**REQUIREMENT**. Rewrite the paragraph in the slope problem below that begins "Concept: The center of a circle" as a short list that keeps each of its three formulas.

**TEXT EXCERPT**.
— START —
Question

The slope of the straight line joining the centre of the circle \( x^2 + y^2 - 8x + 2y = 0 \) and the vertex of the parabola \( y = x^2 - 4x + 10 \) is:

• A. \( \frac{-5}{2} \)
• B. \( \frac{-7}{2} \)
• C. \( \frac{-3}{2} \)
• D. \( \frac{5}{2} \)
• E. \( \frac{7}{2} \)

Hint:

To find the vertex of \( y = f(x) \) quickly, set \( f'(x) = 0 \). Here, \( y' = 2x - 4 = 0 \Rightarrow x = 2 \).

Answer 1

Answer: (E)

Concept: The center of a circle \( x^2 + y^2 + 2gx + 2fy + c = 0 \) is \( (-g, -f) \). The vertex of a parabola \( y = ax^2 + bx + c \) occurs at \( x = -b/(2a) \). The slope \( m \) between two points \( (x_1, y_1) \) and \( (x_2, y_2) \) is: \[ m = \frac{y_2 - y_1}{x_2 - x_1} \]

Step 1: Find the centre of the circle.
Equation: \( x^2 + y^2 - 8x + 2y = 0 \) By comparison: \( 2g = -8 \Rightarrow g = -4 \) and \( 2f = 2 \Rightarrow f = 1 \). Centre \( C = (-g, -f) = (4, -1) \).

Step 2: Find the vertex of the parabola.
Equation: \( y = x^2 - 4x + 10 \) The x-coordinate of the vertex is \( x = \frac{-(-4)}{2(1)} = 2 \). Substitute \( x = 2 \) into the equation to find \( y \): \[ y = (2)^2 - 4(2) + 10 = 4 - 8 + 10 = 6 \] Vertex \( V = (2, 6) \).

Step 3: Calculate the slope between (4, -1) and (2, 6).
\[ m = \frac{6 - (-1)}{2 - 4} = \frac{7}{-2} = -\frac{7}{2} \]
— END —
**LISTING**.
— START —
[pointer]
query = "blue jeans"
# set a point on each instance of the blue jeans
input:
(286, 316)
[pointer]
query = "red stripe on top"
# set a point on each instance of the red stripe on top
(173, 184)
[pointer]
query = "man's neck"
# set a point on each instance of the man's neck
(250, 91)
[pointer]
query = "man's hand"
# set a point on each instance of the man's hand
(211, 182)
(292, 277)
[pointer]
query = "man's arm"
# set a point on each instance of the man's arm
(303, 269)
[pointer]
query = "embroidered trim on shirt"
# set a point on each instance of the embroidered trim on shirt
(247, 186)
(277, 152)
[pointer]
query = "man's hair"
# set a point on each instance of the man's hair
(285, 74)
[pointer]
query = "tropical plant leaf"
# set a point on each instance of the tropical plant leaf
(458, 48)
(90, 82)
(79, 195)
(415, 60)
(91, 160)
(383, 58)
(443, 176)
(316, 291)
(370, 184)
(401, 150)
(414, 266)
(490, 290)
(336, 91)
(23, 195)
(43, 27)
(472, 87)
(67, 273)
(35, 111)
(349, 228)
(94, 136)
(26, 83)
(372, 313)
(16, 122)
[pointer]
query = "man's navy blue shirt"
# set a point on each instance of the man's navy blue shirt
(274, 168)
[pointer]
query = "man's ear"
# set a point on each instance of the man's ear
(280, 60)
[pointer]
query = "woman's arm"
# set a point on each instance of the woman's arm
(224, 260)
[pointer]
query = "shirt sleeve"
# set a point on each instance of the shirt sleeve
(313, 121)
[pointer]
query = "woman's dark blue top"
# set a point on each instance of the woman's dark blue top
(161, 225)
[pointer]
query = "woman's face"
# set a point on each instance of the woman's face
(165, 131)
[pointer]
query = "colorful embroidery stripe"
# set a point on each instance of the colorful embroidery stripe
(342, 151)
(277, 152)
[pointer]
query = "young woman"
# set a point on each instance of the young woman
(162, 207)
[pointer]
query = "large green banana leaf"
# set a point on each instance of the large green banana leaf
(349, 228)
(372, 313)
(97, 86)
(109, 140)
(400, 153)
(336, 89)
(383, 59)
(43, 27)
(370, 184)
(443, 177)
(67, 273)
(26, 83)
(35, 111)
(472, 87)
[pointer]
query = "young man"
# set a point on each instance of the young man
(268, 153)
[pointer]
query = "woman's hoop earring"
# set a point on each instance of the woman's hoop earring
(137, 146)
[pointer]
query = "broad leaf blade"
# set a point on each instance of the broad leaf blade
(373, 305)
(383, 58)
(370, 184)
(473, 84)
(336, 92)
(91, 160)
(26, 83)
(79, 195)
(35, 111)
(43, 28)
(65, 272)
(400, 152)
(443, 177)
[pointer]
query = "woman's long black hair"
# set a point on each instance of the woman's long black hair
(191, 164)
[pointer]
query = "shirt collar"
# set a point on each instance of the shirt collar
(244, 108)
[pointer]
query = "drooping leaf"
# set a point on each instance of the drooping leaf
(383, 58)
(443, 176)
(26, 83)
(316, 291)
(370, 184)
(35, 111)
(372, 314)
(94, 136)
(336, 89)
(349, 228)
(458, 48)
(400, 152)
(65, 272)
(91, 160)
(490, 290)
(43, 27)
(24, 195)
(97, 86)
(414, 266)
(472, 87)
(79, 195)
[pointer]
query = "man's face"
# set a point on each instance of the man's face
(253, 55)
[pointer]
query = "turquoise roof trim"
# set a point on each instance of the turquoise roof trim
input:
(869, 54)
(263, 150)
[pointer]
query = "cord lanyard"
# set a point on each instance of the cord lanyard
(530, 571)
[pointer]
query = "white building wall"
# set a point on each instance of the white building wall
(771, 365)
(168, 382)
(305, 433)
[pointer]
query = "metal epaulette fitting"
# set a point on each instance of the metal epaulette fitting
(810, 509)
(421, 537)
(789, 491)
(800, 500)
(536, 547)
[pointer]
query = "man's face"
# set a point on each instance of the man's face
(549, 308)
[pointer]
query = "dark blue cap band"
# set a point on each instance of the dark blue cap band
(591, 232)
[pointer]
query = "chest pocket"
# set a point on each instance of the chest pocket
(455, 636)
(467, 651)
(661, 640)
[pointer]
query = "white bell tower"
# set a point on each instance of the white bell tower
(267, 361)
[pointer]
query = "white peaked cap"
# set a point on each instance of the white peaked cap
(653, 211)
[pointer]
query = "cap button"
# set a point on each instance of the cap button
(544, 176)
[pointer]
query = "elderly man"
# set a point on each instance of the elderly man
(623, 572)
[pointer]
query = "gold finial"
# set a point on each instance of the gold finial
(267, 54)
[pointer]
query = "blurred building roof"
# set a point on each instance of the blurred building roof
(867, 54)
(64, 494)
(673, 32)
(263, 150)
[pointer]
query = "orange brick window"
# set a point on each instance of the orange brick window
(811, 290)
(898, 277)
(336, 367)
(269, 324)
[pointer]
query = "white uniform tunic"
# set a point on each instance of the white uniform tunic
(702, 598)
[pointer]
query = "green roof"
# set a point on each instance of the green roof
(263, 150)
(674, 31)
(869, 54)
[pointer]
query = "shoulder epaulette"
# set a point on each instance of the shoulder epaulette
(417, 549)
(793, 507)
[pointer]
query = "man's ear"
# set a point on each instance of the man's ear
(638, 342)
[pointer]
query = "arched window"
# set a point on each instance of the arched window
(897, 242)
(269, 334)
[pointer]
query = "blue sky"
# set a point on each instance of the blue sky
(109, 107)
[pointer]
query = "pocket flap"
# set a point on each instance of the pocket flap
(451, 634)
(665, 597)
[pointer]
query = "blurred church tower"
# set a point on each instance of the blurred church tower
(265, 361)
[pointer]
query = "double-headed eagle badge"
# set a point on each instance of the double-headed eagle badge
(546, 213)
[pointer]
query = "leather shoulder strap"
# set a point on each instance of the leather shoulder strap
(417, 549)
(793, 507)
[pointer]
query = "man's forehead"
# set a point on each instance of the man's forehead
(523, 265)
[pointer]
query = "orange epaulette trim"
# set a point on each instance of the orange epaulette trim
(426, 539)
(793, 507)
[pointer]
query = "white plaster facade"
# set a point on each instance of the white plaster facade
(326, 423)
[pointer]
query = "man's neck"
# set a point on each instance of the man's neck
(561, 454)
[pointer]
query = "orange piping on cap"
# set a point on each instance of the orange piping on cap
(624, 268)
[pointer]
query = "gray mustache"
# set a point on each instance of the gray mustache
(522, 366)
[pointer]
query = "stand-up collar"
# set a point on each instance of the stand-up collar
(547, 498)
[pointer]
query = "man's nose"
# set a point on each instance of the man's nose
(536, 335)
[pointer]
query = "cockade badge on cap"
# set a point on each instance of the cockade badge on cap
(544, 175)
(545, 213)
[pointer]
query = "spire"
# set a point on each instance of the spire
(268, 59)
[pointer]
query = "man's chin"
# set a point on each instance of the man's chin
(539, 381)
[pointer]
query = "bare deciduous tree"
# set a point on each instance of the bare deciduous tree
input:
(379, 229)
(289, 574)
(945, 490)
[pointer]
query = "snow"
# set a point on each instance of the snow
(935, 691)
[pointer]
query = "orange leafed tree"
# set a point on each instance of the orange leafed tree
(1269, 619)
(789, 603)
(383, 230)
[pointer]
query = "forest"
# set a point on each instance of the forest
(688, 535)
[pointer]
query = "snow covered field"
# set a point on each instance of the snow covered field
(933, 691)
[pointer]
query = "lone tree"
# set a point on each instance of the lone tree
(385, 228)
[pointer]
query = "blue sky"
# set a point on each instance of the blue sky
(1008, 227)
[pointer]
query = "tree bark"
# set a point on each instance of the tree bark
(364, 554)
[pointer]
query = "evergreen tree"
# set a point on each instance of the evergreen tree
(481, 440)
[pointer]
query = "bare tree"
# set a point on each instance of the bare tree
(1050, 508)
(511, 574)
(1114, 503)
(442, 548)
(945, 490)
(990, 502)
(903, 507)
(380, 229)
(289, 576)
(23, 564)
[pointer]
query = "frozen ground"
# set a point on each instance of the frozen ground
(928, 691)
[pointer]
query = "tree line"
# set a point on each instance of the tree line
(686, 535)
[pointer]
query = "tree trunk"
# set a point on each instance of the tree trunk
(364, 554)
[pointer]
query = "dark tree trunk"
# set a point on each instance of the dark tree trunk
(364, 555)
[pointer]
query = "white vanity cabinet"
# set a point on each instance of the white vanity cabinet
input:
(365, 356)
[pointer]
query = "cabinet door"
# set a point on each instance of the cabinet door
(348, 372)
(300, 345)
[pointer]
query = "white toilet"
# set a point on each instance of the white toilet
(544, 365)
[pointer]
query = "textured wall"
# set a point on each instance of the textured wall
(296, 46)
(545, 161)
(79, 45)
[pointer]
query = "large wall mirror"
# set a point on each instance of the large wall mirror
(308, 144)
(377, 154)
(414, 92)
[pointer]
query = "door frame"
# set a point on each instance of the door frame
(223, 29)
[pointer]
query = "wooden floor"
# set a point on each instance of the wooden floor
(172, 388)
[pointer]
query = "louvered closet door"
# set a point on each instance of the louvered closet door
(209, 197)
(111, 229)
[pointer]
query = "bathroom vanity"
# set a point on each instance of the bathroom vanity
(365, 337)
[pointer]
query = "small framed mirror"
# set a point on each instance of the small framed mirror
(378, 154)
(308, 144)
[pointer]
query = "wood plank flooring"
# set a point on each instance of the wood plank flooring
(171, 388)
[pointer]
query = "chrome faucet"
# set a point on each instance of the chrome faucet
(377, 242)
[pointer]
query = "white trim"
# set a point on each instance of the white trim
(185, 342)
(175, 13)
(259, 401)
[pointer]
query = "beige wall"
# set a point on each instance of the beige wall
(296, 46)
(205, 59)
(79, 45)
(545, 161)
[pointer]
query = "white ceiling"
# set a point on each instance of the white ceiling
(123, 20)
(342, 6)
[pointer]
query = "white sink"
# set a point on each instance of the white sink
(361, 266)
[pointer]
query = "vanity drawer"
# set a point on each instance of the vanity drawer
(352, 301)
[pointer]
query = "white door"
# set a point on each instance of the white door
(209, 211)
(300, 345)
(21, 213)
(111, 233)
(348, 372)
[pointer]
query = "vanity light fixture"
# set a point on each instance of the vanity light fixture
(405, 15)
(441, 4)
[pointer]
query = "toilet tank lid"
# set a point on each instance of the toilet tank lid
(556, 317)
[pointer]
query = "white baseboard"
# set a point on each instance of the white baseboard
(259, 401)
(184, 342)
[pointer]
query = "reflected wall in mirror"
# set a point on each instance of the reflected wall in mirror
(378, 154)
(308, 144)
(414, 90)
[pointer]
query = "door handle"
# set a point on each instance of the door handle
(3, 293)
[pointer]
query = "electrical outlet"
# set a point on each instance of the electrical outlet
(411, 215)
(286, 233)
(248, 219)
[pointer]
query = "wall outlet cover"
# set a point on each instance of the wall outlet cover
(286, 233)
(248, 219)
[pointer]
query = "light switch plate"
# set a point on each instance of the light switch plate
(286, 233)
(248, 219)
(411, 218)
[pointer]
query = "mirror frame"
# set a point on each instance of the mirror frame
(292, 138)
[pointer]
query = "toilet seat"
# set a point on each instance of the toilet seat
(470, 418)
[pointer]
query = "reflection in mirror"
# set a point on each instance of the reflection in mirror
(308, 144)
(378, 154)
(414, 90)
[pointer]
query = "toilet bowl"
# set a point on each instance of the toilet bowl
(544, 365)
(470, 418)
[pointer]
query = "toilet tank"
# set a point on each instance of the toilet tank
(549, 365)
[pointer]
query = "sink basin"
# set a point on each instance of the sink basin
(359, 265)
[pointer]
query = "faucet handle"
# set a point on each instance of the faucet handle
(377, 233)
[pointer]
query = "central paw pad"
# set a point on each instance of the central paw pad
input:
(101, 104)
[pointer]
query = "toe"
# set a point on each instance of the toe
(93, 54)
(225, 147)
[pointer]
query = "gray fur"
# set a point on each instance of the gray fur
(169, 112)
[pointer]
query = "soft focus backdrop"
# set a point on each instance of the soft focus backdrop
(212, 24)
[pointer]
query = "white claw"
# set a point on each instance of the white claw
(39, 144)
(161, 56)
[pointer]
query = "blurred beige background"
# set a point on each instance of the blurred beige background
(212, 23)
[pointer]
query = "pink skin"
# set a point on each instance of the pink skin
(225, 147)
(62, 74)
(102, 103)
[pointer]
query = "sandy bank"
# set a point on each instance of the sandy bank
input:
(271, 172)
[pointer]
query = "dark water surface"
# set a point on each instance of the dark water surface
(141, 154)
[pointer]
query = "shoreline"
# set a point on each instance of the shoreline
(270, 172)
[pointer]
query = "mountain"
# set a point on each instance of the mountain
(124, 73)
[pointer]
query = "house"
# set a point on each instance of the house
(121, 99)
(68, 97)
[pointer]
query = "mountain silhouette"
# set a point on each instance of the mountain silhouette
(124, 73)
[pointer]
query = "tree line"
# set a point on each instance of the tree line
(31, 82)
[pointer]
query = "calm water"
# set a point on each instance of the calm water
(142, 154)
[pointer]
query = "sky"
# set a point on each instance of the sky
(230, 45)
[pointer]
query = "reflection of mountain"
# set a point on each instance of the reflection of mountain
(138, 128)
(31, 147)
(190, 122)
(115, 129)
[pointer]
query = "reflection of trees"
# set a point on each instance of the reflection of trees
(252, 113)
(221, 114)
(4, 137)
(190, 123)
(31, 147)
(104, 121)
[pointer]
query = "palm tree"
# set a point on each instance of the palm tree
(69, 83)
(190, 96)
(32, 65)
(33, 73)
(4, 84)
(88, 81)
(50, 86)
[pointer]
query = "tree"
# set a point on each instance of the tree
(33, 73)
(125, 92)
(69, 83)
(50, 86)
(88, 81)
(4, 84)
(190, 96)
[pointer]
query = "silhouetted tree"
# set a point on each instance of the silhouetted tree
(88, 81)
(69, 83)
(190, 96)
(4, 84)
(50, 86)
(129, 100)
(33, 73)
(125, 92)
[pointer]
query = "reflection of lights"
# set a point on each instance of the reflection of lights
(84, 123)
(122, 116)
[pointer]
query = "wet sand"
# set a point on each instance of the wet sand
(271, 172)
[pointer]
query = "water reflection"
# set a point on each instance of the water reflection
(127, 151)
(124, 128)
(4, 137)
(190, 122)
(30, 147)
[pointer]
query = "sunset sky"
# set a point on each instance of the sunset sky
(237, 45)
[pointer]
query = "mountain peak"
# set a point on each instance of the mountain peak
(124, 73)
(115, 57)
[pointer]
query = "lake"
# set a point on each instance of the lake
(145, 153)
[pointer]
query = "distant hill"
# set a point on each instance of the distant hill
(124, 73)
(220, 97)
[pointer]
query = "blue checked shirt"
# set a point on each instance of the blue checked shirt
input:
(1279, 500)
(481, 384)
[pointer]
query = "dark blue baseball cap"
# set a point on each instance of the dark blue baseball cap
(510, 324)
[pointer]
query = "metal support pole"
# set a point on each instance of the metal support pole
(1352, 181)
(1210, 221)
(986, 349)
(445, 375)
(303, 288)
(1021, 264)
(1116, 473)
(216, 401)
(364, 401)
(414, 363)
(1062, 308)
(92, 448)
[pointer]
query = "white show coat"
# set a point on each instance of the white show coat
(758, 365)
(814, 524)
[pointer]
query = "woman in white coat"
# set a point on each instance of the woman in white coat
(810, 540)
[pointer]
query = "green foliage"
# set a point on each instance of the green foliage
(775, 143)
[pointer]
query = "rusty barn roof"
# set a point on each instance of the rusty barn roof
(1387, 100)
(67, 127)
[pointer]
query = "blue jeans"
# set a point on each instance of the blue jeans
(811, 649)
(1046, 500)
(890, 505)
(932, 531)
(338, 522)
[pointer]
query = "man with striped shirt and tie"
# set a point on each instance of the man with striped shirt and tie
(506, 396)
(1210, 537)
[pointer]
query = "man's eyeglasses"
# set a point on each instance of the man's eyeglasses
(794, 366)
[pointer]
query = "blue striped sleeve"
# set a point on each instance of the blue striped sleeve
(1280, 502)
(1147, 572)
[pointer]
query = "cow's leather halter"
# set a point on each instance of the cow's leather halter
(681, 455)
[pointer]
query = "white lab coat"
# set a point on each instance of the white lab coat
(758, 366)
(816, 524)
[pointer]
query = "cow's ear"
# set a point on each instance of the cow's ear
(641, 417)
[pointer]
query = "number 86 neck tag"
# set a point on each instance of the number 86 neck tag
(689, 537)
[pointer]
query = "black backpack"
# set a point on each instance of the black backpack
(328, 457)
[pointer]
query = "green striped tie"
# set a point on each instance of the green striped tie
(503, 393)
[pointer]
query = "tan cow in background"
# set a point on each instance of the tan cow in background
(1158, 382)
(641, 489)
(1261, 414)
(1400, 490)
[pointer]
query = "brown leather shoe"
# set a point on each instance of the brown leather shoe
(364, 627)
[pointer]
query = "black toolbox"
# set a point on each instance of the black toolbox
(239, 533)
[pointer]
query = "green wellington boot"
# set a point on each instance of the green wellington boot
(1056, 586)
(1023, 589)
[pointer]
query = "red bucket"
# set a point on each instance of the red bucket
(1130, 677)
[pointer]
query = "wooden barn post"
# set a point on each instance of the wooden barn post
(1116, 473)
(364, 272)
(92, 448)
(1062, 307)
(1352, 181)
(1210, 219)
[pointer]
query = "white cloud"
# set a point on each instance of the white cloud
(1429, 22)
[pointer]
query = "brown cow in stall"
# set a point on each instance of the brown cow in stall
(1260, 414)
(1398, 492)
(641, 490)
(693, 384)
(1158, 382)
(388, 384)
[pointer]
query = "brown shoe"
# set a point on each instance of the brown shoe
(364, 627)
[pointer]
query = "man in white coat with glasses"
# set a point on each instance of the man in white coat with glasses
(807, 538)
— END —
**CORRECT ANSWER**.
- Center of the circle x² + y² + 2gx + 2fy + c = 0: (−g, −f)
- Vertex of the parabola y = ax² + bx + c: at x = −b/(2a)
- Slope between (x₁, y₁) and (x₂, y₂): m = (y₂ − y₁)/(x₂ − x₁)